INFORMATION SHOWN –
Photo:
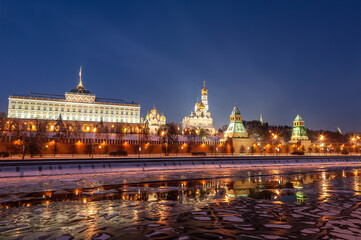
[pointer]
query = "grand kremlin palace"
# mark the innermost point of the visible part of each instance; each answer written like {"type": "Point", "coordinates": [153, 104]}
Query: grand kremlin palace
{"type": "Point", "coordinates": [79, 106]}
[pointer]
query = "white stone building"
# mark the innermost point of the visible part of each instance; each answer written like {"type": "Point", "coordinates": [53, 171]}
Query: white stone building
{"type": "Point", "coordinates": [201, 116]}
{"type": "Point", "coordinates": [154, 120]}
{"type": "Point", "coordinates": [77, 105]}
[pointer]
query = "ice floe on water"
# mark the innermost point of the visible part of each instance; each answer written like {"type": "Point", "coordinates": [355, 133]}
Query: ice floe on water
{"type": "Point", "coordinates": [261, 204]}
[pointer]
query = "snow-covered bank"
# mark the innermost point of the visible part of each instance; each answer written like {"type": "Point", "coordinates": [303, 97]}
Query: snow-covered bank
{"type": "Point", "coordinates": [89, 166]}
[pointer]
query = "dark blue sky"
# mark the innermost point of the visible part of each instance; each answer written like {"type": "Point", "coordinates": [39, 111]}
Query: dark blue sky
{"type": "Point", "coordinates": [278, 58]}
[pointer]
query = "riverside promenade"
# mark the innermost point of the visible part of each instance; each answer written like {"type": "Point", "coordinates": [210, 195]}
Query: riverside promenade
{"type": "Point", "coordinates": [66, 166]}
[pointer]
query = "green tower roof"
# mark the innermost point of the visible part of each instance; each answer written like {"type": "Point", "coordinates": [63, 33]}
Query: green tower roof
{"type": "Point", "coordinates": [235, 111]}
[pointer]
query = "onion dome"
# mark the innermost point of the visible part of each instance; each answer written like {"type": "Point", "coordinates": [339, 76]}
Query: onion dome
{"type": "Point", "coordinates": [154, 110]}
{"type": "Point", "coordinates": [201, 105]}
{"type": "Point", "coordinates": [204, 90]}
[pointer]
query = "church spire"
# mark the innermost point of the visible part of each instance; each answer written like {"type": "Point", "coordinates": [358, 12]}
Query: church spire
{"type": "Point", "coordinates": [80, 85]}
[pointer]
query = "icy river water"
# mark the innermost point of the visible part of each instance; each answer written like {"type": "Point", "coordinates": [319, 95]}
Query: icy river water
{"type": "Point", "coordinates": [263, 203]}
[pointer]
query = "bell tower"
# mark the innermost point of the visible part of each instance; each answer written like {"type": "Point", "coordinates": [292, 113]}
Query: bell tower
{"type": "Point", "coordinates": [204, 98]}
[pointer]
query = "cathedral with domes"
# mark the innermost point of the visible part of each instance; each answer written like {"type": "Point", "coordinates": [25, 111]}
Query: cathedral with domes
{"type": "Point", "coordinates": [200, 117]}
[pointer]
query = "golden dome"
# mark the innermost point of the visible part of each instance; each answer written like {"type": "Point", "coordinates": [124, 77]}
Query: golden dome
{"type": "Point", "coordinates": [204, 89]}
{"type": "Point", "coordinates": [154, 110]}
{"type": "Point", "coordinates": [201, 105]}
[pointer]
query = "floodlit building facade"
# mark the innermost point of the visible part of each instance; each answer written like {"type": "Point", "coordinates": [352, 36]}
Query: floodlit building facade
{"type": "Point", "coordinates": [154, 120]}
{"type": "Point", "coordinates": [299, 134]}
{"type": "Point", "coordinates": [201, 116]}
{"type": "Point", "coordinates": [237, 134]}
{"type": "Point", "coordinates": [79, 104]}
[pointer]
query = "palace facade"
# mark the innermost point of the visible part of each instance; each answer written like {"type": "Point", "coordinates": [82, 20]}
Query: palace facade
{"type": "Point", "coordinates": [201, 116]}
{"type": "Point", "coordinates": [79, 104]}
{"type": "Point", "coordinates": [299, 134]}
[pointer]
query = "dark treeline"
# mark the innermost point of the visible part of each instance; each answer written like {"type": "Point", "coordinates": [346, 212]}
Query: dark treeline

DIRECTIONS – In the data above, count the lines where the word "treeline" appears; reply with the number only.

FINAL ANSWER – 2